» **Data for the task**:

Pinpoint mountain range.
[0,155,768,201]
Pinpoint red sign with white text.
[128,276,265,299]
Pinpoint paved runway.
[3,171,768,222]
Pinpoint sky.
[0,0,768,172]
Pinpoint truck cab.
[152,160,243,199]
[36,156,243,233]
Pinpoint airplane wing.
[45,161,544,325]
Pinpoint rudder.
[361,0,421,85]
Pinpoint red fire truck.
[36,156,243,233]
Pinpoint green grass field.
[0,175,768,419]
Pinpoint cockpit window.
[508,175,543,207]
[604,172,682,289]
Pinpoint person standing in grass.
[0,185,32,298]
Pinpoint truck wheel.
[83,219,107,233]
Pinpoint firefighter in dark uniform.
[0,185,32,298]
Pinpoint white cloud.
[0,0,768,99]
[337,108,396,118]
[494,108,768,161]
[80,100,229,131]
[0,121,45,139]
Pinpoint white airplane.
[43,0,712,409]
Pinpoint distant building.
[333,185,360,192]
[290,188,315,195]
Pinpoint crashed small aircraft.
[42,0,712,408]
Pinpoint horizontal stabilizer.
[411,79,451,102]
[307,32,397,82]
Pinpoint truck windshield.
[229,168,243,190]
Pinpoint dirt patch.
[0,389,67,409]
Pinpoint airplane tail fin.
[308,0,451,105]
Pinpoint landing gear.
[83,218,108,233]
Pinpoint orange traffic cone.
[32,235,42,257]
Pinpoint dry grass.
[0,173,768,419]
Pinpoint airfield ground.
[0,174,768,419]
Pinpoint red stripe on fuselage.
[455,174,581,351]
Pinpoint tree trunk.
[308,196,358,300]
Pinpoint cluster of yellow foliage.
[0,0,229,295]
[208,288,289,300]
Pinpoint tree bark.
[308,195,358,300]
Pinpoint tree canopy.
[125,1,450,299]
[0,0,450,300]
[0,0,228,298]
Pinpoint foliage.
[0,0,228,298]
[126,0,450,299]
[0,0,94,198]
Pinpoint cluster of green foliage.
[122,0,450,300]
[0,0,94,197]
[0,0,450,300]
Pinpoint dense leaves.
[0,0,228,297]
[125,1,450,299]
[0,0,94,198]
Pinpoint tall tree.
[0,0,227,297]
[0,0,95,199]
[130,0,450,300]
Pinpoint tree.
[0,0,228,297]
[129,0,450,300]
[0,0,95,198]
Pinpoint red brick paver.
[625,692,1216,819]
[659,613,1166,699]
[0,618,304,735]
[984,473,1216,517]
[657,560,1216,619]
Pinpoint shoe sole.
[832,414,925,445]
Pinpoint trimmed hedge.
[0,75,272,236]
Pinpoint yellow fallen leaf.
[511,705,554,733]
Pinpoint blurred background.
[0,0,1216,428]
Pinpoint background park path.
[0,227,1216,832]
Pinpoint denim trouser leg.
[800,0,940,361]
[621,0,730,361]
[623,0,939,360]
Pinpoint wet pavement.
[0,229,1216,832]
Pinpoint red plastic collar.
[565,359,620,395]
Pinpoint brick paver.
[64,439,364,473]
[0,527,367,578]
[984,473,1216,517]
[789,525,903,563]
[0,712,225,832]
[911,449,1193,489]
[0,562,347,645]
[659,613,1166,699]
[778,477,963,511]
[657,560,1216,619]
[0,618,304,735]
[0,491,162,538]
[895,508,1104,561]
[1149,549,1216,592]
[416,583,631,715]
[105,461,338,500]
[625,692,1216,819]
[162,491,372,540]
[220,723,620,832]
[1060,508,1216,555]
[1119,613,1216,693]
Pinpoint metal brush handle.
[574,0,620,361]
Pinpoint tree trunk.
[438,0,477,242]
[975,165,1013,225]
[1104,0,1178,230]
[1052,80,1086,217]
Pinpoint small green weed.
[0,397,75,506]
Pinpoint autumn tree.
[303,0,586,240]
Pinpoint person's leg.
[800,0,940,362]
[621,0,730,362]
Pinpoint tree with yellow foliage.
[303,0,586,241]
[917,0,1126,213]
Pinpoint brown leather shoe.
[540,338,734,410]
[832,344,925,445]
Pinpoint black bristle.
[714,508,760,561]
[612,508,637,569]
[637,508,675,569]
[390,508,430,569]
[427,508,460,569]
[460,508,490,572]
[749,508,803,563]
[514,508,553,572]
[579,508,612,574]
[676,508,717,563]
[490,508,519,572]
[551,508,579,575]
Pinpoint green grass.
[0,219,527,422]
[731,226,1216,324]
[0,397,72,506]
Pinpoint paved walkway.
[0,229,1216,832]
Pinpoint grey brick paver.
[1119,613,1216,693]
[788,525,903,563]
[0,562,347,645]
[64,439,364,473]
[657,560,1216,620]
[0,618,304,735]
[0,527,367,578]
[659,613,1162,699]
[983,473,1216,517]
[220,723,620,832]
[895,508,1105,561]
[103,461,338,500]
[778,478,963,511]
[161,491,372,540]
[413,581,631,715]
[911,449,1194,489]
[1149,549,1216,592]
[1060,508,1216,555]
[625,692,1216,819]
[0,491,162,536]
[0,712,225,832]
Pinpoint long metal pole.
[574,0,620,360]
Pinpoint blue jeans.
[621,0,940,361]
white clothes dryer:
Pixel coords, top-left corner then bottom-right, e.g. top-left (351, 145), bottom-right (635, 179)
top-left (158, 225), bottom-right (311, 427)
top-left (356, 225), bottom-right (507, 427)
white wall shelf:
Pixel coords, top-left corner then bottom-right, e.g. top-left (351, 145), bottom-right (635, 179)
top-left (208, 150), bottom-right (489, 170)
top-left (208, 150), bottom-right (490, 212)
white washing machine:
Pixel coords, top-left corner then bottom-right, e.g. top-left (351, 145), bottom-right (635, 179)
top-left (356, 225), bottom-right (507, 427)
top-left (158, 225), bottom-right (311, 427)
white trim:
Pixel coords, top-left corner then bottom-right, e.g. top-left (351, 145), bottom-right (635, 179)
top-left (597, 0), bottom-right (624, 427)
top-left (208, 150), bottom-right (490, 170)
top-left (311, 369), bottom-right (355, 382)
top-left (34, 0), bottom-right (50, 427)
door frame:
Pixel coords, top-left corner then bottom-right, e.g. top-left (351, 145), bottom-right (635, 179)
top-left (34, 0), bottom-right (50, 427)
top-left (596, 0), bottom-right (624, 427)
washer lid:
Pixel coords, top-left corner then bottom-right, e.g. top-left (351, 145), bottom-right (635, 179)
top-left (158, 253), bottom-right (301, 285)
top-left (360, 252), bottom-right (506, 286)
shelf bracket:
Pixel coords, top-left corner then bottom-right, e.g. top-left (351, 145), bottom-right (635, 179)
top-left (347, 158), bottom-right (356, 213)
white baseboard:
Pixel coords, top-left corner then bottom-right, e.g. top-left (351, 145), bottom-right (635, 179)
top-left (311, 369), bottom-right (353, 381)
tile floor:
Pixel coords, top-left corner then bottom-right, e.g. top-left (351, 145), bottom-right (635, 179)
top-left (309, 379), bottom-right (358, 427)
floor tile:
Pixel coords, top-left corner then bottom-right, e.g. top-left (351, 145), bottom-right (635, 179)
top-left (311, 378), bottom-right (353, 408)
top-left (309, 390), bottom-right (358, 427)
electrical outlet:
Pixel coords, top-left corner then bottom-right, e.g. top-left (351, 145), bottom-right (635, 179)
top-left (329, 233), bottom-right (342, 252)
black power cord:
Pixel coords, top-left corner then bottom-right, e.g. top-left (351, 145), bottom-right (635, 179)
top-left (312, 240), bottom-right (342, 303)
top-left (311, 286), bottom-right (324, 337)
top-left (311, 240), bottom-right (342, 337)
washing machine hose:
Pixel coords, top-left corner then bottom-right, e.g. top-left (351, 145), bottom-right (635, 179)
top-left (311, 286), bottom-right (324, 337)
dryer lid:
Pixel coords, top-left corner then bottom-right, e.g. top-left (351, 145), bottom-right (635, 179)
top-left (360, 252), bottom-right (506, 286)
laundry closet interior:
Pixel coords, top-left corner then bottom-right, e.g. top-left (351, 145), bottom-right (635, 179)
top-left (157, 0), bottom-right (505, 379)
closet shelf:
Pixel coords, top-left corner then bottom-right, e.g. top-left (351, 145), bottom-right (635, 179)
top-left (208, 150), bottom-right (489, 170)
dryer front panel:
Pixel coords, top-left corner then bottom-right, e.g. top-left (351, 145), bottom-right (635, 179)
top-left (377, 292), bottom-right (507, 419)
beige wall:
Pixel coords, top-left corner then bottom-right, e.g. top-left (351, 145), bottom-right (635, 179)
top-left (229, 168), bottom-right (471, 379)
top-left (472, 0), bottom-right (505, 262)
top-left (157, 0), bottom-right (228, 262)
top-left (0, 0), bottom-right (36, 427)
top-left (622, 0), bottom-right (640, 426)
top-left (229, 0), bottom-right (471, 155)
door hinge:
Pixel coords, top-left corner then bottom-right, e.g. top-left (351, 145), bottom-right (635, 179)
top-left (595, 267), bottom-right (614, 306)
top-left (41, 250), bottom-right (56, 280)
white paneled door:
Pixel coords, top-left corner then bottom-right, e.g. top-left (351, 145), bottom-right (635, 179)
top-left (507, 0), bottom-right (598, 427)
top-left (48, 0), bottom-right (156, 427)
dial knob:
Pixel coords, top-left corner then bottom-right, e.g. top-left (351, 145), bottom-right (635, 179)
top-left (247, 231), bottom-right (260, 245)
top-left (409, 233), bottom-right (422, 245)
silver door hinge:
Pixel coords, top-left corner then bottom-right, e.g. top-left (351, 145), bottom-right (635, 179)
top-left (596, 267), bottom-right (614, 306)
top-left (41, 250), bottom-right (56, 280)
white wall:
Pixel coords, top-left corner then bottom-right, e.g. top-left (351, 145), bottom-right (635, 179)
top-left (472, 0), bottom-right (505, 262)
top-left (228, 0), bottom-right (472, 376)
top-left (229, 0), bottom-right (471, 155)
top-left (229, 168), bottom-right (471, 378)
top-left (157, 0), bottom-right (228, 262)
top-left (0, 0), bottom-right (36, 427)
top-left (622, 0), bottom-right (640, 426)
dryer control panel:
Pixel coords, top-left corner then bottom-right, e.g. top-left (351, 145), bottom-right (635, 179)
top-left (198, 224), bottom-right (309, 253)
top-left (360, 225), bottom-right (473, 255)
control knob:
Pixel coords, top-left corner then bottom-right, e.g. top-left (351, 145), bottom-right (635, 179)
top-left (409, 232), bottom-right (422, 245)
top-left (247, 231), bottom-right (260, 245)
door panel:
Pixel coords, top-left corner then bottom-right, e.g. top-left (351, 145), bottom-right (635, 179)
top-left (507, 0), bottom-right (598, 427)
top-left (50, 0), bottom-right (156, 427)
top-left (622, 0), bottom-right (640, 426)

» **What you should do**: Please put the lines of data above into a numbered list, starting with the line containing "Pinpoint cluster of green foliage." and going on through the line containing "[0,0,95,198]", both included and with blank lines left out.

» **Solution for this exercise**:
1. Pinpoint cluster of green foliage.
2. [122,0,450,300]
3. [0,0,94,197]
4. [0,0,450,300]
5. Pinpoint dense leaves.
6. [0,0,228,297]
7. [125,1,450,299]
8. [0,0,94,198]
9. Pinpoint tall tree.
10. [0,0,227,297]
11. [0,0,95,199]
12. [130,0,450,300]
13. Pinpoint tree.
14. [0,0,228,297]
15. [129,0,450,300]
16. [0,0,95,198]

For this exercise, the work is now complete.